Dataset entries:

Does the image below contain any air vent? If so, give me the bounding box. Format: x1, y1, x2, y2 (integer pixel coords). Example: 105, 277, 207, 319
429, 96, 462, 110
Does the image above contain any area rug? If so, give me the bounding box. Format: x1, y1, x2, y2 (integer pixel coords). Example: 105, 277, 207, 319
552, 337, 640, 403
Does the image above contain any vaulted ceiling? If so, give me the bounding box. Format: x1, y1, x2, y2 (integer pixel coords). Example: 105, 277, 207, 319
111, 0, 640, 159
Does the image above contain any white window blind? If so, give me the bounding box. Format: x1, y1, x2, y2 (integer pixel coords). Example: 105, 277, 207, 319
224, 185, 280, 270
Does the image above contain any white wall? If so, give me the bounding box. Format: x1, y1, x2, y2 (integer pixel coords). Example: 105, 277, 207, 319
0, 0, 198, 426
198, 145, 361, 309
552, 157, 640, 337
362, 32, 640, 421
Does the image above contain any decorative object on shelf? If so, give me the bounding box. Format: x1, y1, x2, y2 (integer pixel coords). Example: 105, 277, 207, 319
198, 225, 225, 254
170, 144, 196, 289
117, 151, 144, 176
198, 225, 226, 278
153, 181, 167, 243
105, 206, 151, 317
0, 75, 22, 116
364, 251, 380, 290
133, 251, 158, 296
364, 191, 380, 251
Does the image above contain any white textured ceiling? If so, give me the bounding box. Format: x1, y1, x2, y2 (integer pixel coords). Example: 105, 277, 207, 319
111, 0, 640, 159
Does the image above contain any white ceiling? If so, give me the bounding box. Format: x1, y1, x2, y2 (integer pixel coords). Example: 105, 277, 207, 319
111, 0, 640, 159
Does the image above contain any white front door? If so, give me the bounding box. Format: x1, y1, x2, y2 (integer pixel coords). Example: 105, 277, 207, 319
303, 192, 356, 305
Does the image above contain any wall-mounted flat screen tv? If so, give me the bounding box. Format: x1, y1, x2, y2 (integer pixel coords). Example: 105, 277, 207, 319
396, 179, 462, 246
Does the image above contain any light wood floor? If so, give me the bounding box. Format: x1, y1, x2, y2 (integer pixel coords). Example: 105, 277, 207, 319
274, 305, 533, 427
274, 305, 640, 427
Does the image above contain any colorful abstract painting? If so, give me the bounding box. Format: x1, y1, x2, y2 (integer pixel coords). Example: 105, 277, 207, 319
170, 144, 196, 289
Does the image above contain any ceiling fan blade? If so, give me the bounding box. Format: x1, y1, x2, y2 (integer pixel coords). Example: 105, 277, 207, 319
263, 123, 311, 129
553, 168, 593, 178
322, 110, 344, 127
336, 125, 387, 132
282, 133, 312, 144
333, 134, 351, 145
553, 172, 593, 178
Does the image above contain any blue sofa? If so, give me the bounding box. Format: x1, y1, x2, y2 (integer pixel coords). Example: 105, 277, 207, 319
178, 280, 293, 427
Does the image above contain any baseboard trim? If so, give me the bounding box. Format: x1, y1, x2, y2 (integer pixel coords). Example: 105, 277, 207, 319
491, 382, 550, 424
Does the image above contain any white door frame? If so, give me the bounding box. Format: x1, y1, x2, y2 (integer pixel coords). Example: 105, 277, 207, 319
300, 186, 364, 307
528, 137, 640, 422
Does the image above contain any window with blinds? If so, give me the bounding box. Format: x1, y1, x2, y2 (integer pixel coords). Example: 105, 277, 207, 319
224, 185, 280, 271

• [TASK TO CARRY OUT]:
Turn the lines above into a JSON list of strings, with one string per line and blank lines left out.

• [RESPONSE FOR THIS EXERCISE]:
[
  "Does the image below contain any air vent? If so, give me the bounding box. Format: x1, y1, x2, y2 (integer pixel coords). Example: 105, 277, 207, 319",
  "429, 96, 462, 110",
  "Does the image above contain any area rug? If so, give me the bounding box. Format: x1, y1, x2, y2 (integer pixel coords). Example: 105, 277, 207, 319",
  "552, 337, 640, 403",
  "Does the image above contain any vaulted ceiling? If so, give me the bounding box. Format: x1, y1, x2, y2 (integer pixel coords). Example: 105, 277, 207, 319",
  "111, 0, 640, 159",
  "Does the image above contain any white window blind? If so, give me the bounding box. Format: x1, y1, x2, y2 (integer pixel coords). Example: 105, 277, 207, 319",
  "224, 185, 280, 270",
  "Does the image above contain any white wall? If so, give me the bounding box. Format: x1, y1, x2, y2 (integer pixel coords). Example: 105, 277, 207, 319",
  "0, 0, 198, 426",
  "198, 145, 361, 309",
  "552, 157, 640, 337",
  "362, 32, 640, 421",
  "Does the image above contain any decorative object on shelf? If so, give me the bounding box. Format: x1, y1, x2, y2 (integer pixel coords). Example: 105, 277, 207, 319",
  "198, 225, 225, 254",
  "170, 144, 196, 289",
  "117, 151, 144, 176",
  "198, 225, 226, 278",
  "153, 181, 167, 243",
  "105, 206, 151, 317",
  "0, 75, 22, 116",
  "364, 251, 380, 290",
  "133, 251, 158, 296",
  "364, 191, 380, 251",
  "Does the image above contain any white textured ceiling? If so, give me the bounding box. Format: x1, y1, x2, y2 (integer pixel coords). Example: 105, 277, 207, 319",
  "111, 0, 640, 159",
  "Does the image above contain any white ceiling? If so, give me the bounding box. Format: x1, y1, x2, y2 (integer pixel coords). Example: 105, 277, 207, 319",
  "111, 0, 640, 159",
  "Does the image above contain any white front door? If so, give me the bounding box. Format: x1, y1, x2, y2 (integer pixel coords). Example: 105, 277, 207, 319",
  "303, 192, 356, 305",
  "Does the image above contain any wall-mounted flat screen tv? If so, give me the bounding box. Format: x1, y1, x2, y2 (integer pixel coords). Example: 105, 277, 207, 319",
  "396, 179, 462, 246",
  "Does the image above contain any light wood floor? If so, give me the bounding box. Format: x1, y1, x2, y2 (integer pixel coords). Example: 105, 277, 207, 319",
  "274, 305, 533, 427",
  "274, 305, 640, 427",
  "Does the image above contain any colorful abstract painting? If so, give me the bounding box. Format: x1, y1, x2, y2 (integer pixel coords). Example: 105, 277, 207, 319",
  "170, 144, 196, 289",
  "Does the image above contain any ceiling fan blade? If so, give me the bounding box. Format: x1, y1, x2, y2 (integer pixel coords). Example: 105, 277, 207, 319",
  "263, 123, 311, 129",
  "553, 168, 593, 178",
  "322, 110, 344, 127",
  "336, 125, 387, 132",
  "282, 133, 312, 144",
  "333, 134, 351, 145",
  "553, 172, 593, 178",
  "Does the image above contain any blue sofa? If so, give me the bounding box. Format: x1, y1, x2, y2 (integer pixel coords). Example: 105, 277, 207, 319",
  "178, 280, 293, 427",
  "Does the image above contain any baseboard trim? If so, give me the bounding box. Format: x1, y1, x2, y2 (integer pixel coords). Example: 105, 277, 207, 319",
  "491, 382, 550, 424",
  "Does the image above contain any white door frame? If so, give me the bounding box. Format: x1, y1, x2, y2 (integer pixel coords). Example: 105, 277, 207, 319",
  "300, 186, 364, 307",
  "528, 137, 640, 422",
  "Does the image above contain any window with blinds? If so, give me the bounding box. Format: x1, y1, x2, y2 (integer pixel coords). Example: 105, 277, 207, 319",
  "224, 185, 280, 271"
]